Excerpted passage
● ● ● ●
Highlights: January 2021
After a brief respite from lockdown, Christmas happened and the increased interactions have us back to where we started in March 2020. With New Year’s celebrations put on hold and the prospect of months more restrictions, rugby provided one of the only escapes from an increasingly familiar reality.
Annual Review 2020
It’s important to reflect on things in order to be effective going forward. While most would be happy to banish 2020 to the memory scrapheap, there were nevertheless many organisational and individual accomplishments across the 12 months.
Click on the image below to check out our Annual Review 2020!
Yes, A Fresh Start!
It was a notable beginning to the year for the likes of Jack Crowley, Nathan Doak, Andrew Smith, Max O’Reilly, Greg McGrath and Ben O’Donnell who each made their first senior appearances for their respective provinces on the opening weekend of the year! In what was an amazing coincidence, Doak’s debut came 11 years to the day since he ran out as a mascot for his father’s Ulster Rugby side against the same opposition with the same final scoreline!
I took the photos of @nathan_doak eleven years ago and tonight he made his senior @UlsterRugby debut. Have a look at the match date, the opposition and the score line – incredible🙌🙌🙌🙌 #SUFTUM pic.twitter.com/wQMDk2nt5O
— John Dickson (@Dicksondigital) January 2, 2021
Other players who have also broken into the first team during January include Naas RFC player Jamie Osborne who came off the bench for Leinster Rugby against Scarlets last weekend.
With the international window looming large, the interprovincial derbies throughout the month proved to be an ideal tonic for both players and fans alike as they sought to fill the competitive void amidst several cancellations.
● ● ● ●
Data listing
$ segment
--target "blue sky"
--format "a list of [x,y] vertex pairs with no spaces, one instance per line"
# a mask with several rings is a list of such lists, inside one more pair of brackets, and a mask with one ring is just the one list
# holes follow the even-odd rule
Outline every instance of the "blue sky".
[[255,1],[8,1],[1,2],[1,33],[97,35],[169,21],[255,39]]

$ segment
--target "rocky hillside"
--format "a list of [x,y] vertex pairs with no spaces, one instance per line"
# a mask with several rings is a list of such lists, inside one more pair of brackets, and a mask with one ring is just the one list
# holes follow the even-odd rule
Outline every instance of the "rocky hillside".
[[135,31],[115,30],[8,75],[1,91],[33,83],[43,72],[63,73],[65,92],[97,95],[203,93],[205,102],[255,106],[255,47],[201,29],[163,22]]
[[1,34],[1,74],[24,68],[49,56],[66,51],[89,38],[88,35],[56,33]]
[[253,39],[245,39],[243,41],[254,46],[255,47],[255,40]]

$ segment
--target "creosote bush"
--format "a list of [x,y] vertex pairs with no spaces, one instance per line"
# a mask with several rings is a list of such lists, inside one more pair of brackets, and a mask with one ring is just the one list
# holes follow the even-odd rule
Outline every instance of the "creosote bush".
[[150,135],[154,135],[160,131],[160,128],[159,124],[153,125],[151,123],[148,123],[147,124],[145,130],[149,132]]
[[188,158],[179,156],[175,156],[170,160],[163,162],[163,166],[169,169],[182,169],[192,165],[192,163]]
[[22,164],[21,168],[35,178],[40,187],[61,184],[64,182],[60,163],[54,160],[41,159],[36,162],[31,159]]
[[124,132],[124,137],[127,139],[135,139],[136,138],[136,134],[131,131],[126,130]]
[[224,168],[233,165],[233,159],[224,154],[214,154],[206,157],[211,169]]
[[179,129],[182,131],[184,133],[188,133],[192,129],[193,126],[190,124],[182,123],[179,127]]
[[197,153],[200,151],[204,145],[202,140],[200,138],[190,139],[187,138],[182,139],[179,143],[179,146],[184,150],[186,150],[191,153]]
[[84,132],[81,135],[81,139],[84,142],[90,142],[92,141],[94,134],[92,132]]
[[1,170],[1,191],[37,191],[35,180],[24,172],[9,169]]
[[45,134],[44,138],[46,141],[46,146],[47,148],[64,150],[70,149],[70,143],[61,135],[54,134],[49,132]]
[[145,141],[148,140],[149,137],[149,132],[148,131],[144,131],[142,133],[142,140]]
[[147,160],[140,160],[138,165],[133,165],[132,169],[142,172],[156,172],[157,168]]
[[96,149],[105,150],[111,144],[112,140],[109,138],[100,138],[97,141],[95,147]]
● ● ● ●
Exercise 1
Summarize the January 2021 rugby highlights in two sentences.
Exercise 2
Rewrite the January 2021 rugby highlights, everything from "Highlights: January 2021" down to "A Fresh Start!", with "scrapheap" replaced by "junk pile".
Exercise 3
Carry on the January 2021 rugby highlights from the point where they stop.
The listing comes from a separate source, unrelated to the January 2021 highlights.

Task output 1
After Christmas interactions put things back to where they stood in March 2020, rugby offered one of the only escapes, and several players, including Jack Crowley and Nathan Doak, made their first senior provincial appearances on the opening weekend of the year. Doak's debut came 11 years to the day after he ran out as a mascot for his father's Ulster Rugby side against the same opposition with the same final scoreline, while the month's interprovincial derbies helped fill the competitive void ahead of the international window.

Task output 2
Highlights: January 2021
After a brief respite from lockdown, Christmas happened and the increased interactions have us back to where we started in March 2020. With New Year’s celebrations put on hold and the prospect of months more restrictions, rugby provided one of the only escapes from an increasingly familiar reality.
Annual Review 2020
It’s important to reflect on things in order to be effective going forward. While most would be happy to banish 2020 to the memory junk pile, there were nevertheless many organisational and individual accomplishments across the 12 months.
Click on the image below to check out our Annual Review 2020!
Yes, A Fresh Start!

Task output 3
Sadly, frustrations persist for the Irish Women’s and U20s squads who have seen their Six Nations Championships postponed. While Ciara Griffin’s side managed to get a run-out against Italy last October, the Irish U20s last played in February and were denied a shot at the Grand Slam.
While training has been maintained, many of the Irish players have been able to turn their attentions to other pursuits. Notably, Kathryn Dane had an immense 2020 having been chosen as a recipient of the prestigious Irish Research Council grant to fund her PhD at Trinity College. The scrum-half has also undertaken a role within the Leinster Rugby physiotherapy department.
Thankfully, there will still be some international rugby to look forward to in the traditional Six Nations window. The Men’s Championship is due to proceed later this week with Ireland kicking off against Wales at the Millenium Stadium. Andy Farrell’s squad has been boosted by the return of Tadhg Furlong who missed the Autumn Nations Cup, while Garry Ringrose, Jordan Larmour and James Lowe have also recovered from recent injuries to link up with the side. Craig Casey and Tom O’Toole are the two uncapped players involved.
We were delighted to see a raft of contract extensions being announced at Ulster Rugby in recent days. In all, 15 players committed their futures to the province including: John Andrew, Robert Baloucoune, Sam Carter, Angus Curtis, Nathan Doak, Craig Gilroy, Rob Herring, Ian Madigan, Luke Marshall, Alan O’Connor, Marcus Rea, Aaron Sexton, Tom Stewart, Kieran Treadwell and Andy Warwick. The good news was further embellished by the announcement that Fiji’s Leone Narakawa will also be landing in Belfast on a one-year deal.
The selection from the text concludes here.